start Material to process

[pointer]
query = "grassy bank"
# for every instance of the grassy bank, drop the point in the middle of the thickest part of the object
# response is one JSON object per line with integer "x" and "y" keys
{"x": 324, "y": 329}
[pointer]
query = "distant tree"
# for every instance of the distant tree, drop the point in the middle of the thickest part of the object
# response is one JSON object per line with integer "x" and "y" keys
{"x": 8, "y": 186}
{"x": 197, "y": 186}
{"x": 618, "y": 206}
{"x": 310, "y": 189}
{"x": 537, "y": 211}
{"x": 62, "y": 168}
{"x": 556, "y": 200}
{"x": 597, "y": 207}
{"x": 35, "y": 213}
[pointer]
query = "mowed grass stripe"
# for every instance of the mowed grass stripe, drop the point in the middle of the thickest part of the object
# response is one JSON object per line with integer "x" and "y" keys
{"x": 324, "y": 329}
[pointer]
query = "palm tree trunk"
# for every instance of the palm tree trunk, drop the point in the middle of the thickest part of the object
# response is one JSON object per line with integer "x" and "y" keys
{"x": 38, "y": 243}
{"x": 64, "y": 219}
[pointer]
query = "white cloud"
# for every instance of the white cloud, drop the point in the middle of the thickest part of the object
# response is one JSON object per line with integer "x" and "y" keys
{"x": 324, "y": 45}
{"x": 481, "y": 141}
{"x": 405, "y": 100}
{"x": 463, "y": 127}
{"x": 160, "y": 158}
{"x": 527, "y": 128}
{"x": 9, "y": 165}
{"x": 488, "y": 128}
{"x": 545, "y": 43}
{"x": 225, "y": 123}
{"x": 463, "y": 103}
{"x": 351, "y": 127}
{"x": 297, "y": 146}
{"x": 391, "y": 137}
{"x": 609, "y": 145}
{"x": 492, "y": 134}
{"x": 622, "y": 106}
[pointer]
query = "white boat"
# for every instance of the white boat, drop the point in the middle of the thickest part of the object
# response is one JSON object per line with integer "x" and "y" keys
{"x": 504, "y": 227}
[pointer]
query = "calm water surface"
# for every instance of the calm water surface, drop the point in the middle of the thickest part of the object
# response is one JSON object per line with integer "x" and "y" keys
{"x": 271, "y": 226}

end Material to process

## What is needed
Pull out each line in the entries above that contains the string "surface". The match is case-sensitive.

## Result of this task
query = "calm water surface"
# for every instance of the calm water surface, drop the point in the middle of the thickest part of the object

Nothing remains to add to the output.